#### Document section

It seems most automakers are now planning for an electric car future. However, with most companies moving forward at around the same time, battery cells and materials are already in high demand. To make matters worse, the global financial situation is in rough shape, and many people are suggesting a recession is upon us.
Stellantis CEO Carlos Tavares is among the many who are concerned about what lies ahead. He’s made it clear that there won’t likely be enough batteries to keep up with automakers’ goals. The CEO also told reporters he’s keeping watch on the economy, since a recession may be imminent.
In order to prepare Stellantis’ brands for success with EVs, Tavares shared that the company plans to open a battery factory in Kokomo, Indiana, in 2025. If Stellantis follows through and succeeds, the upcoming factory will join several other new EV battery factories on our shores.
Like many others in the field, Tavares believes batteries may be hard to come by in 2024 or 2025. He also believes that by 2027 or 2028, there simply won’t be enough raw materials for the number of EVs that are expected to be on the market. Tavares said:
“We are in the Darwinian world. The guys who survive are the guys that adapt, and we will have to adapt if that reality materializes.”
“The speed at which we are trying to move all together for the right reason, which is fixing the global warming issue is so high that the supply chain and production capacities have no time to adjust.”
That said, it only makes sense for automakers to begin making big plans to assure that they’ve paved the way for their own successful EV supply chain. This is especially true if they’re actually serious about electric vehicles, and it really needs to happen sooner rather than later. Each automaker that beats Stellantis – or any other rival – to market with compelling EVs will obviously work to make batteries and raw materials even more scarce for those lagging behind.

########
#### Raw data

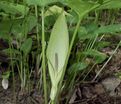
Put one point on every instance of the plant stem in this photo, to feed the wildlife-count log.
(43, 59)
(69, 51)
(37, 27)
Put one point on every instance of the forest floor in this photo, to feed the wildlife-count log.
(106, 90)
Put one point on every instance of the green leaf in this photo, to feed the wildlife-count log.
(57, 51)
(109, 29)
(82, 7)
(98, 56)
(111, 4)
(54, 10)
(6, 75)
(40, 2)
(13, 8)
(26, 46)
(87, 32)
(77, 67)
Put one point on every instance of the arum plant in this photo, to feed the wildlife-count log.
(57, 51)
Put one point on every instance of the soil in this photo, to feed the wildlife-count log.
(107, 90)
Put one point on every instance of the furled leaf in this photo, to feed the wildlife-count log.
(13, 8)
(82, 7)
(26, 46)
(57, 51)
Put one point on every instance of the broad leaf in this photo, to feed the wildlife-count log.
(111, 4)
(82, 7)
(40, 2)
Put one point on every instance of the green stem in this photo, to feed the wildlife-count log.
(37, 27)
(43, 58)
(69, 51)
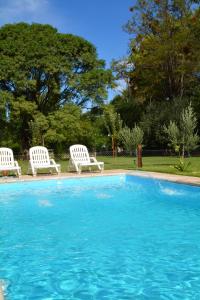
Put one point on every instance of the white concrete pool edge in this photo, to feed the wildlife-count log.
(1, 293)
(155, 175)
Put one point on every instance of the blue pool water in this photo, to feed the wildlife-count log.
(118, 237)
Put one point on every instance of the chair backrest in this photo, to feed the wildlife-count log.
(6, 157)
(79, 153)
(39, 155)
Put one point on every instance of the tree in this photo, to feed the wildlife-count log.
(164, 49)
(173, 135)
(41, 70)
(188, 124)
(131, 138)
(113, 124)
(183, 137)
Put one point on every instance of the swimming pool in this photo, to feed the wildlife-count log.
(108, 237)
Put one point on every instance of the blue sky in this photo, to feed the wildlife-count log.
(100, 21)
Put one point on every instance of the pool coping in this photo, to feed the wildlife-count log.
(1, 293)
(155, 175)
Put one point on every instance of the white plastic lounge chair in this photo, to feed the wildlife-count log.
(39, 159)
(79, 157)
(7, 162)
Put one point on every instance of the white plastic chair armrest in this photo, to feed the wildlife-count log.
(93, 159)
(16, 163)
(52, 161)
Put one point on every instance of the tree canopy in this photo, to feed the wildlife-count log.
(41, 70)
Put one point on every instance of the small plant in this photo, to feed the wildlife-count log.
(182, 165)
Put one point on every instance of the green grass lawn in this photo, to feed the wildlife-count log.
(164, 164)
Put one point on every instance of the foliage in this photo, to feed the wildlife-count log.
(41, 70)
(173, 135)
(182, 165)
(188, 124)
(183, 136)
(131, 138)
(127, 138)
(113, 125)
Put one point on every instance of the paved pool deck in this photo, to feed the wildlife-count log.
(1, 294)
(155, 175)
(163, 176)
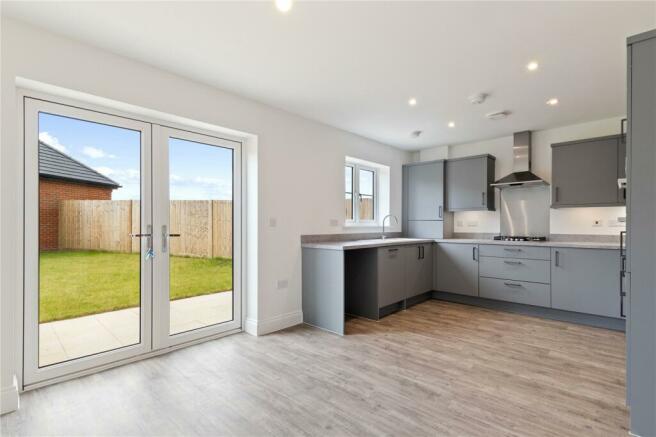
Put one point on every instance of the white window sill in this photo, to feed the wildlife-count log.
(362, 225)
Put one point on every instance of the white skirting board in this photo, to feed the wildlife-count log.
(262, 327)
(9, 398)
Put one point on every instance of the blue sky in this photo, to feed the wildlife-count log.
(197, 171)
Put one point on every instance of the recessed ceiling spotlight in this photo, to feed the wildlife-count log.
(284, 6)
(497, 115)
(532, 66)
(477, 99)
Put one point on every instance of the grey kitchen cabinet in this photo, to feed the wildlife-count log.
(391, 275)
(586, 281)
(585, 172)
(425, 191)
(640, 280)
(456, 268)
(418, 269)
(423, 199)
(468, 183)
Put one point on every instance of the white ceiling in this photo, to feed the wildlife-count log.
(355, 64)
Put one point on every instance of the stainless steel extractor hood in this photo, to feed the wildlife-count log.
(521, 174)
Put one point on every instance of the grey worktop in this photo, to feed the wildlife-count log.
(364, 244)
(572, 244)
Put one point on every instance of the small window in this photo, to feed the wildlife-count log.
(360, 193)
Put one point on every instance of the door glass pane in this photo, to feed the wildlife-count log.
(201, 242)
(348, 194)
(89, 266)
(366, 194)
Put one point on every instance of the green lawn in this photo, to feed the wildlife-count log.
(78, 283)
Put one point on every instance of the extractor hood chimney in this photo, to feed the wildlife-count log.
(521, 174)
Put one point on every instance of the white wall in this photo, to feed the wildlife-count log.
(300, 168)
(562, 221)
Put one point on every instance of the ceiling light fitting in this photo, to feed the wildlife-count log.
(284, 6)
(532, 66)
(497, 115)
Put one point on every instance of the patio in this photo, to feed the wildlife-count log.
(77, 337)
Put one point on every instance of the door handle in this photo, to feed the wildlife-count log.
(149, 241)
(165, 238)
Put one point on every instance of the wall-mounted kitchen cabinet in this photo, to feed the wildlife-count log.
(423, 199)
(585, 172)
(468, 183)
(456, 268)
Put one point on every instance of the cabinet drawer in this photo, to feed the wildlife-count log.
(517, 269)
(528, 293)
(511, 251)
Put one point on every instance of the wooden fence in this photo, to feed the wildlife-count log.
(205, 226)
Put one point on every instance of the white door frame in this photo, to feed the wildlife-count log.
(32, 373)
(161, 209)
(152, 344)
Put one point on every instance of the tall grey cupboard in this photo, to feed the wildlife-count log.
(423, 198)
(640, 280)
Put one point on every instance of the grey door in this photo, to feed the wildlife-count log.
(426, 191)
(391, 275)
(585, 173)
(586, 281)
(457, 268)
(466, 184)
(641, 245)
(418, 269)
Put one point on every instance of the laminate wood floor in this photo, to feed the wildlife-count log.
(437, 369)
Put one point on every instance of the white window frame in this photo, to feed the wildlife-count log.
(356, 194)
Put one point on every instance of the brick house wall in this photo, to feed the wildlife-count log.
(51, 192)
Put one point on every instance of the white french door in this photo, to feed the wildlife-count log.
(197, 199)
(132, 239)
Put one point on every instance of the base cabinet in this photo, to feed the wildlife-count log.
(391, 275)
(418, 269)
(456, 267)
(586, 281)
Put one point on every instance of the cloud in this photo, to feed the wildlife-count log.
(95, 153)
(52, 142)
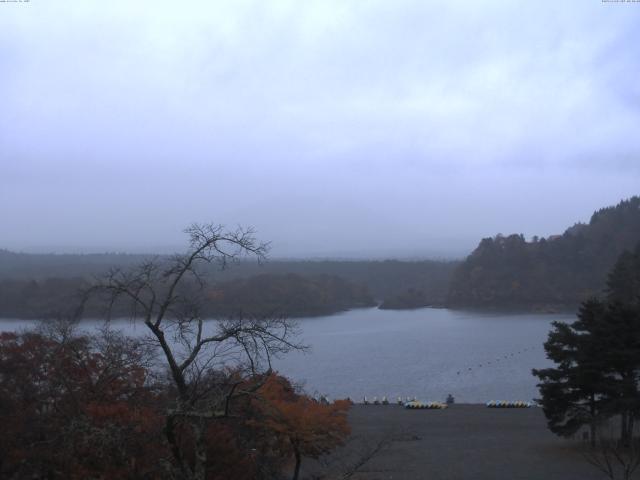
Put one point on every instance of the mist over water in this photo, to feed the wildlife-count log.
(427, 353)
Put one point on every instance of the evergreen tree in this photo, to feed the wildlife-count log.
(597, 358)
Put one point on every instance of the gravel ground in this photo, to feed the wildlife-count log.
(461, 442)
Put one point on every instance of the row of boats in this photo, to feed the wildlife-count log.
(414, 403)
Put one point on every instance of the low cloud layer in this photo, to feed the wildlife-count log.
(335, 128)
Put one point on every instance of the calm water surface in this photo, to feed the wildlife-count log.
(426, 353)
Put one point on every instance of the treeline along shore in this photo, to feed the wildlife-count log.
(554, 273)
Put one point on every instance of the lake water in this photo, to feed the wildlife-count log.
(426, 353)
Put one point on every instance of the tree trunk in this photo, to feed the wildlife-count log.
(593, 426)
(200, 446)
(296, 471)
(624, 429)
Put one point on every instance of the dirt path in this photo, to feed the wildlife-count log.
(461, 442)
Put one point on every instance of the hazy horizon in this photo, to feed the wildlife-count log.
(337, 130)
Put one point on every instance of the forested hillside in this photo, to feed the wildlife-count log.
(427, 281)
(547, 273)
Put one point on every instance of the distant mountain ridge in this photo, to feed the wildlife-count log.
(555, 273)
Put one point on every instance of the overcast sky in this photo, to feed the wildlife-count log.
(335, 128)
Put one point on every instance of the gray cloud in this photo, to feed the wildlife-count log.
(336, 128)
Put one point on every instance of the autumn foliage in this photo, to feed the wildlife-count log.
(302, 426)
(77, 407)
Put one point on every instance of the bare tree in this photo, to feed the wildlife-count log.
(168, 297)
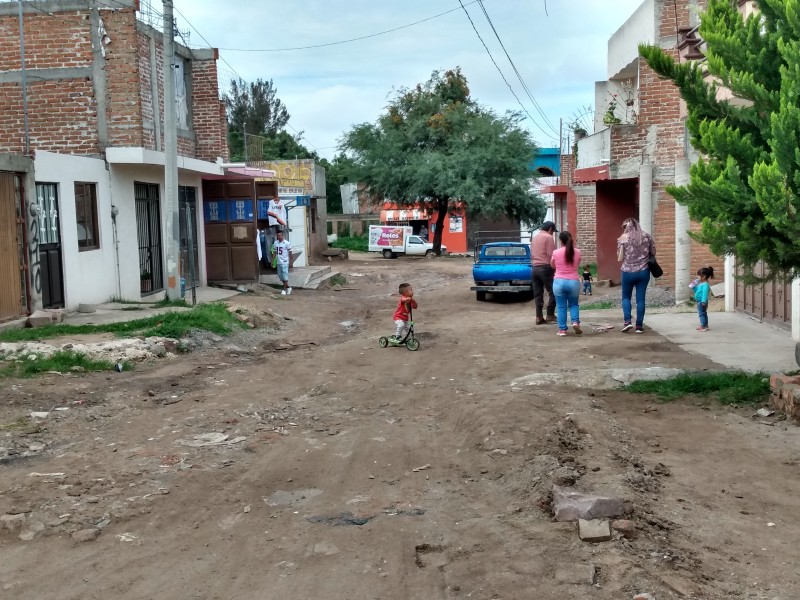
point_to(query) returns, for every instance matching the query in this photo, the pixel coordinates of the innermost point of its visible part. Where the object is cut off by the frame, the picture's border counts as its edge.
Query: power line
(302, 137)
(516, 71)
(356, 39)
(499, 70)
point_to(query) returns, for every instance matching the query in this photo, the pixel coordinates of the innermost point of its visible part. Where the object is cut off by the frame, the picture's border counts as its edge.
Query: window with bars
(86, 216)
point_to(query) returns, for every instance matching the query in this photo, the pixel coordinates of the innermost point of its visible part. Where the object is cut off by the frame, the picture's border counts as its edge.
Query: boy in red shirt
(402, 314)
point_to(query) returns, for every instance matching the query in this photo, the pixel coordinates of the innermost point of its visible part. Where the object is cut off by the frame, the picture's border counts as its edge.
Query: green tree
(256, 107)
(744, 188)
(437, 146)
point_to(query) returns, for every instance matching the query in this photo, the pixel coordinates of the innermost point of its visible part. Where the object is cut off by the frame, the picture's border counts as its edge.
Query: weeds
(213, 317)
(62, 361)
(357, 243)
(729, 387)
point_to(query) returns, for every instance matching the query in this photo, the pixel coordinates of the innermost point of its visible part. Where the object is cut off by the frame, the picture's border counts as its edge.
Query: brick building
(638, 148)
(95, 111)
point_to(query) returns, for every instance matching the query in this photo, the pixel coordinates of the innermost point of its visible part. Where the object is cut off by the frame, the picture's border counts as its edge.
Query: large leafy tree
(744, 188)
(435, 145)
(256, 107)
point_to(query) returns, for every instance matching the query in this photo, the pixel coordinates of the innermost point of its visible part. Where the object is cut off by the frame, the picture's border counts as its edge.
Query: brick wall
(124, 105)
(62, 114)
(567, 168)
(211, 137)
(586, 226)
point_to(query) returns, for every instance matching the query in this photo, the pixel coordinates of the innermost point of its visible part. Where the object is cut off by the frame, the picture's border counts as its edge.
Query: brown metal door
(770, 301)
(12, 272)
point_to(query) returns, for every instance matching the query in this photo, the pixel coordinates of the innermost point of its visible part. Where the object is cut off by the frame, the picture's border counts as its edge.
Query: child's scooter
(409, 341)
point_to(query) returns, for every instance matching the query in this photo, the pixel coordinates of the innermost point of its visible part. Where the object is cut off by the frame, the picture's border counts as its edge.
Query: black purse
(655, 269)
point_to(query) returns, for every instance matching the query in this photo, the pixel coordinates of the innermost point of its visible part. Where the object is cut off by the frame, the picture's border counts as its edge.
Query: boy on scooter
(403, 313)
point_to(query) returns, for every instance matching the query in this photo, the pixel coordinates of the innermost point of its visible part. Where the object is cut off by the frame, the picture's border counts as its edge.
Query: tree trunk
(441, 206)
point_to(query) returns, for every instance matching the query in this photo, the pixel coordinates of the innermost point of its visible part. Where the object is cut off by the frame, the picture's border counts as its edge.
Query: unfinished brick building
(95, 106)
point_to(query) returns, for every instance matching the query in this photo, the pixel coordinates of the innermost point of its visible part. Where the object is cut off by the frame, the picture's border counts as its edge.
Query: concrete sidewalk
(733, 340)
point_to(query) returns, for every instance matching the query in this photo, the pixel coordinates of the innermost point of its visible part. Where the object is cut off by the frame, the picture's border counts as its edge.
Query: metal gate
(187, 204)
(13, 249)
(148, 226)
(771, 301)
(52, 273)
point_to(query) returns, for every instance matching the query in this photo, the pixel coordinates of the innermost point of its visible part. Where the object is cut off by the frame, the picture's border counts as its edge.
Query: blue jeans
(566, 293)
(702, 312)
(638, 280)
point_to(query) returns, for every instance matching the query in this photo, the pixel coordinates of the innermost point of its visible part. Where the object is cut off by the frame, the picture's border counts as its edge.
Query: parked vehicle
(502, 267)
(393, 240)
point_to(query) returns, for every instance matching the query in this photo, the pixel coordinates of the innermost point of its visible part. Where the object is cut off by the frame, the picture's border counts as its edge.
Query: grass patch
(213, 317)
(167, 303)
(62, 361)
(357, 243)
(729, 387)
(21, 425)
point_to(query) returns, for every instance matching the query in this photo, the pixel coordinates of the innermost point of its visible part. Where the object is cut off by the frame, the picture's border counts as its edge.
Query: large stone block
(569, 505)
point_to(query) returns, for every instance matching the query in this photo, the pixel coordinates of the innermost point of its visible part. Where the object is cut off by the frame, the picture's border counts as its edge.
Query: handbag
(655, 269)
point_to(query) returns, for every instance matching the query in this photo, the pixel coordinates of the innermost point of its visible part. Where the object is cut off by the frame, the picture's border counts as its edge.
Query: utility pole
(171, 158)
(24, 81)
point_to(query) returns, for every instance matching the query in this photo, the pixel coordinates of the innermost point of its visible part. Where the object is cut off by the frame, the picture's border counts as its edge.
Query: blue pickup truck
(502, 267)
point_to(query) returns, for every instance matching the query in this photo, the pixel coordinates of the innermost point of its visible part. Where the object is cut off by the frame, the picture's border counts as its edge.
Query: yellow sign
(290, 173)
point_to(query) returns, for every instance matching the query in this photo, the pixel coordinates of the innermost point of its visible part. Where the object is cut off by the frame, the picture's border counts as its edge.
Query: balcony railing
(595, 150)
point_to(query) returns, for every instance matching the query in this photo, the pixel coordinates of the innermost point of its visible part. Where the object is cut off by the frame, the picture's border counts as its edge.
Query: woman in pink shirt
(566, 283)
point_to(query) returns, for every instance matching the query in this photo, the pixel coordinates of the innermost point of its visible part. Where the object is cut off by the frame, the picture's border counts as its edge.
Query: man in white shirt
(282, 253)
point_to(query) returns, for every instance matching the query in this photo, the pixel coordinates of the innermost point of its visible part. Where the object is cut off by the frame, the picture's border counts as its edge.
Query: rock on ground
(569, 505)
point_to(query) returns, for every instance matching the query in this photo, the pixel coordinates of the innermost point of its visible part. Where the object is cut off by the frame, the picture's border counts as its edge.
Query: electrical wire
(356, 39)
(517, 73)
(499, 70)
(202, 37)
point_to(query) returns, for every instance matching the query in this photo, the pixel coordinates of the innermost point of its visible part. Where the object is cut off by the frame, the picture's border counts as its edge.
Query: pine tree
(745, 188)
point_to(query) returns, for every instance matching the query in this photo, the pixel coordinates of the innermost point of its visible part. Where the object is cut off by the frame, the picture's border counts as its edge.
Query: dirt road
(354, 472)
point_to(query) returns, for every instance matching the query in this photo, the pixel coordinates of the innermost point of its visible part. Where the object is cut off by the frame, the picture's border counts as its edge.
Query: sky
(558, 46)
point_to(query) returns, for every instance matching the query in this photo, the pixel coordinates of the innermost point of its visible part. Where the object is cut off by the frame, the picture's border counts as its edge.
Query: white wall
(122, 187)
(89, 276)
(623, 46)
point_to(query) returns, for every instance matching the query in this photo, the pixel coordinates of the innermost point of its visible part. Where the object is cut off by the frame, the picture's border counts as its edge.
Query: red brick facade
(63, 102)
(658, 138)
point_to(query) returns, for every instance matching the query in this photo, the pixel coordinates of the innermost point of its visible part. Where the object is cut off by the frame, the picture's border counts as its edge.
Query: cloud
(327, 90)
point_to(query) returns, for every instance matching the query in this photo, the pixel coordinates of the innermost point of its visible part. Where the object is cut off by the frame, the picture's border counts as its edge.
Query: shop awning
(412, 214)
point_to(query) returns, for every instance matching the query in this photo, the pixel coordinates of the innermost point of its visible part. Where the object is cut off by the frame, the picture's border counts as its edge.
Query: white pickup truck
(393, 240)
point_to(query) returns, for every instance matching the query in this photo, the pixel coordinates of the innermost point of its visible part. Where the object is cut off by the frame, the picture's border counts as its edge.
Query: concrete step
(301, 277)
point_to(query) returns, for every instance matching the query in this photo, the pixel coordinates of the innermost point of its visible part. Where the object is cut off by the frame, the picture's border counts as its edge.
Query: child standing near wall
(587, 280)
(701, 293)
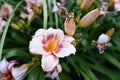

########

= Assigned task 1 =
According to the article on Stellantis and EV battery shortages, where and in what year does the company plan to open a battery factory?
= Assigned task 2 =
Write the next part of the article on Stellantis and EV battery shortages, picking up after its last sentence.

= Exercise answer 1 =
Kokomo, Indiana, in 2025.

= Exercise answer 2 =
According to Sam Fiorani via Automotive News, there’s simply a shortage of facilities that mine and refine lithium. He also points to bottlenecks caused by environmental regulations, as well as permitting related to the construction of new facilities. Fiorani is the vice president global vehicle forecasting at Auto-Forecast Solutions, a company that tracks automotive production.
Tavares went on to reiterate that he’s not a fan of the governments and/or politicians trying to push companies to adopt EVs more quickly. He notes that electric cars are expensive to manufacture, and it’s important to make cars that are affordable for the masses. He added:
“Stop playing with the rules. Leave the rules as they are and let people work properly with a lot of focus and a lot of rigor.”
Stellantis’ upcoming battery factory in Indiana is part of a joint venture with battery supplier Samsung SDI. Samsung aims to invest over $2.5 billion to prepare to produce battery cells and modules for a long list of EVs that Stellantis will eventually build in North America. The companies hope to break ground for the effort later this year, which they say will create 1,400 new jobs. Indiana will help with incentives of nearly $200 million.